-- Begin Data in this exercise --

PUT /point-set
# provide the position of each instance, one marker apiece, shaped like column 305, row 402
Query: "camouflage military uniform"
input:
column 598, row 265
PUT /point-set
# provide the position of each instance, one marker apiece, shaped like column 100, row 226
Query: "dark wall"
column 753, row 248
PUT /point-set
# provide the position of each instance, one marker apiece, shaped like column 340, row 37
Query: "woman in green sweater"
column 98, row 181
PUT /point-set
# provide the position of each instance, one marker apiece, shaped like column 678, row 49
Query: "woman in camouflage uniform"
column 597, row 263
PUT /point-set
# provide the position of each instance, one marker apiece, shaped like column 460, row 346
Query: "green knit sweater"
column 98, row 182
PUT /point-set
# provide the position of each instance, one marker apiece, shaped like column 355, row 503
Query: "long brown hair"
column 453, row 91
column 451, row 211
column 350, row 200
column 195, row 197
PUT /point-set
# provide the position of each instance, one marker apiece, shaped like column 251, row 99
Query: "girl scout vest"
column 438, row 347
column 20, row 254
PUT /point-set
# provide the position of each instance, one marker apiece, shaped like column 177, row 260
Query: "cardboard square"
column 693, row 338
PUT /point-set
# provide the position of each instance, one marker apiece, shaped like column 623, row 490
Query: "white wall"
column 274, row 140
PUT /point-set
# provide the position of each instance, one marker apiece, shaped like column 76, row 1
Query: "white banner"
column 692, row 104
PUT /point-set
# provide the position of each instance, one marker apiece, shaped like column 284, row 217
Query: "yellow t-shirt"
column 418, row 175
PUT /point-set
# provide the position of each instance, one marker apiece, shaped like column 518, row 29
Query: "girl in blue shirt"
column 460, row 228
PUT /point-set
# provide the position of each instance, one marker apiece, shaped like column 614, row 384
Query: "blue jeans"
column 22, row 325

-- End Data in this exercise --
-- Begin Data in this exercise --

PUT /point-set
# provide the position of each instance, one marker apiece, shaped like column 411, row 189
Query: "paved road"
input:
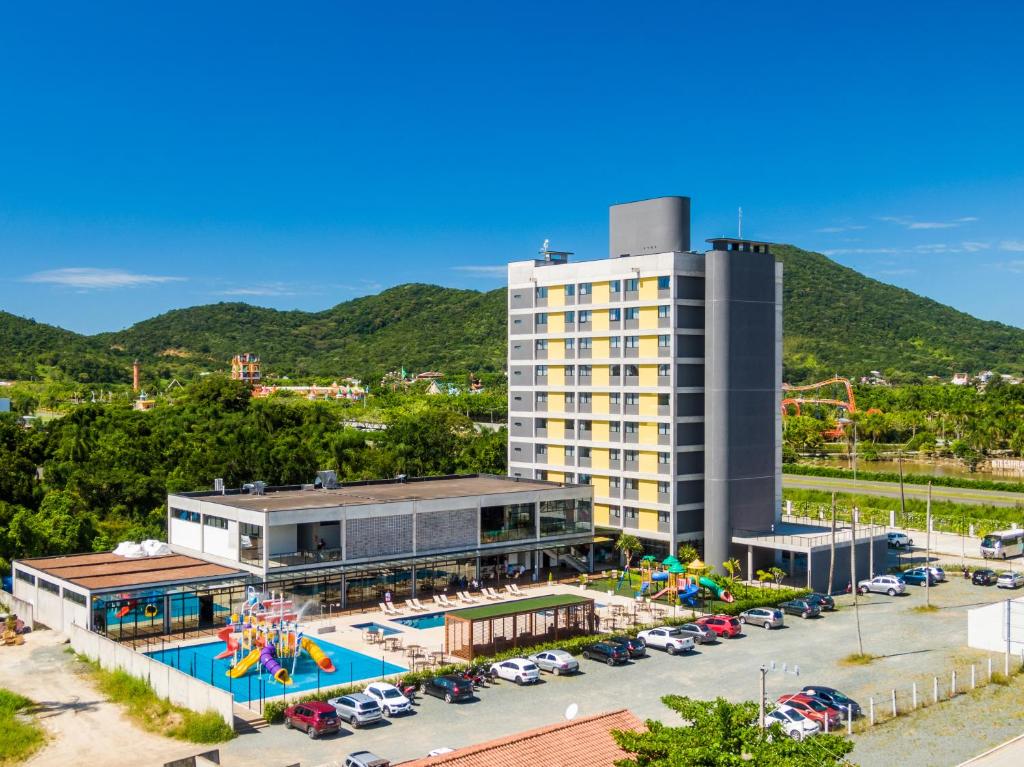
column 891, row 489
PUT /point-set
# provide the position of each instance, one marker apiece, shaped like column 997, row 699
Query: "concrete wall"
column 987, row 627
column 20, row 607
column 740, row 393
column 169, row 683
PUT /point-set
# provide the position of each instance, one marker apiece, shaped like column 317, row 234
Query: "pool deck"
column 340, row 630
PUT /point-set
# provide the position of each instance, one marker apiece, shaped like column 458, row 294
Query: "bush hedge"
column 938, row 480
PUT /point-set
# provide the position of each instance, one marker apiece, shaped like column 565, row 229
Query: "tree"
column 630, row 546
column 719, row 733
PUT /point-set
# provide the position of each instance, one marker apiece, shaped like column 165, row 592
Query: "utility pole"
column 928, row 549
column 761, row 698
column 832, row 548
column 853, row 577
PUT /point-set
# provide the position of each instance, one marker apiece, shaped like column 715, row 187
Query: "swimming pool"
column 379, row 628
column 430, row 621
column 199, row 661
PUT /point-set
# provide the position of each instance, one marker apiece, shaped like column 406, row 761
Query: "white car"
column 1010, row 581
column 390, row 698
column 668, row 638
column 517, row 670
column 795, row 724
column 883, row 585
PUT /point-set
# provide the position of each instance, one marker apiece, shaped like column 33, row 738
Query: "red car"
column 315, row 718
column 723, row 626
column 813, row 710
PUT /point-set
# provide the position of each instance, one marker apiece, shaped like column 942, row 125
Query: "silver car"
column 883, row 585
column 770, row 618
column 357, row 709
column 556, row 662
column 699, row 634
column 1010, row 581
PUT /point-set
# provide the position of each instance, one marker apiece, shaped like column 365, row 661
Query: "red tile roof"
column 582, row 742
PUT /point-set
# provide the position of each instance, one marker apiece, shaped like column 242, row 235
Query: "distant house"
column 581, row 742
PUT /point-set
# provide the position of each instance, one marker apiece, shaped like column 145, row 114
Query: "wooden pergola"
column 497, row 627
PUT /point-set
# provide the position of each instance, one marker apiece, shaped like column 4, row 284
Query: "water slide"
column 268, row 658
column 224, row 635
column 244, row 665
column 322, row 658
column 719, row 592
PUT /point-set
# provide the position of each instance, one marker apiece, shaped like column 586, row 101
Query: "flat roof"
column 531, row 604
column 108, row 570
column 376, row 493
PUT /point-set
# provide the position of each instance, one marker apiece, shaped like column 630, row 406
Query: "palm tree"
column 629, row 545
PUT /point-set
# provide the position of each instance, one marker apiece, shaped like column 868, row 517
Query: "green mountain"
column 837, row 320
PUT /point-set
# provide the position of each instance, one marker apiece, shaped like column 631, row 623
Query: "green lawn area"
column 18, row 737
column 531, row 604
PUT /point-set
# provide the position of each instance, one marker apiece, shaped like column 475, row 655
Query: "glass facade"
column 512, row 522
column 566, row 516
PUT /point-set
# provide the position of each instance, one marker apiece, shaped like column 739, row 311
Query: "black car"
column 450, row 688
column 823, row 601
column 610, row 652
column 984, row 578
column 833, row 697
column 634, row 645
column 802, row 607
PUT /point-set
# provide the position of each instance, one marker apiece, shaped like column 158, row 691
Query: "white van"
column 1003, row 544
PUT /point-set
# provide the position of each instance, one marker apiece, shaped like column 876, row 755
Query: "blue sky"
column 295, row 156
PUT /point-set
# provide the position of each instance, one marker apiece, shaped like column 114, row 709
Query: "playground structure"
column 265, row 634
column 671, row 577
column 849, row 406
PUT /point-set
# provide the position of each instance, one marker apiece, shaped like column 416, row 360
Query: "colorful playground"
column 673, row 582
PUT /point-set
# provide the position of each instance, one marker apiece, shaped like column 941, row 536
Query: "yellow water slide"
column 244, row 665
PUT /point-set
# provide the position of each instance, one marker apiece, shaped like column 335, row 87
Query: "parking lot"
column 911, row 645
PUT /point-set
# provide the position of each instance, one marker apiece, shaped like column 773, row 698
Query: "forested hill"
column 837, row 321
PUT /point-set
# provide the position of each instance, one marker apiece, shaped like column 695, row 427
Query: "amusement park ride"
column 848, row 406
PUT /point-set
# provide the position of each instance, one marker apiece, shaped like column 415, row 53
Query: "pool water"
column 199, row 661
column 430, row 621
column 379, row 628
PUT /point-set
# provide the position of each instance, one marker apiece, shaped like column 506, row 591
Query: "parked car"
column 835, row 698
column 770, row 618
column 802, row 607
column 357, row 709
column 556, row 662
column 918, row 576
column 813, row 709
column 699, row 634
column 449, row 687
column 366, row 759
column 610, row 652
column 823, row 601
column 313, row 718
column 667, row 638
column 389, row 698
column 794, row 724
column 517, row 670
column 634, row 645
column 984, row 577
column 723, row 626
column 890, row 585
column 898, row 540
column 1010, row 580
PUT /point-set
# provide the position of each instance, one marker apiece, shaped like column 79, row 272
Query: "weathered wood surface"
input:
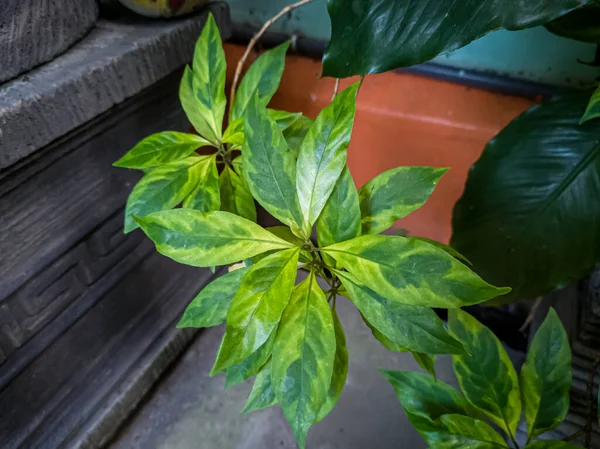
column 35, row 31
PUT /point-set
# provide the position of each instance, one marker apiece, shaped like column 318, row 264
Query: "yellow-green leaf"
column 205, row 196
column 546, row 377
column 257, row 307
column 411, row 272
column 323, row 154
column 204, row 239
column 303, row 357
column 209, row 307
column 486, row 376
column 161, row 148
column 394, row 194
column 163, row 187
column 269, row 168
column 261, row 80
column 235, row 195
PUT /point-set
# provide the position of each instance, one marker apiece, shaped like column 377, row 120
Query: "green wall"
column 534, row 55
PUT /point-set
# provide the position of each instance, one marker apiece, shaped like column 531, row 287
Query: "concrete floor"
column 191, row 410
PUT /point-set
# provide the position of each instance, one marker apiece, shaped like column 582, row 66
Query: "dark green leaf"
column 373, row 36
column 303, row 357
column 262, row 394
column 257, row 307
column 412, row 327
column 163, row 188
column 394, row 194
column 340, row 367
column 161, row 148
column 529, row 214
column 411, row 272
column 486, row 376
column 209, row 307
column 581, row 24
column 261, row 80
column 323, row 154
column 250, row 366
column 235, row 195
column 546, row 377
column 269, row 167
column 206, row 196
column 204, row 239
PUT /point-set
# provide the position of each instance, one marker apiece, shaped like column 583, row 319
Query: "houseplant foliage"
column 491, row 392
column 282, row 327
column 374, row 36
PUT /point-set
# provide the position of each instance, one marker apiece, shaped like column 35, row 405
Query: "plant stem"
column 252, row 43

-- End Data in this exercise --

> Aim of the exercise
Pull out every line of the entries above that contains the word "uniform", copying each one in full.

> Worked solution
Query: "camouflage military uniform"
Query: "woman in camouflage uniform"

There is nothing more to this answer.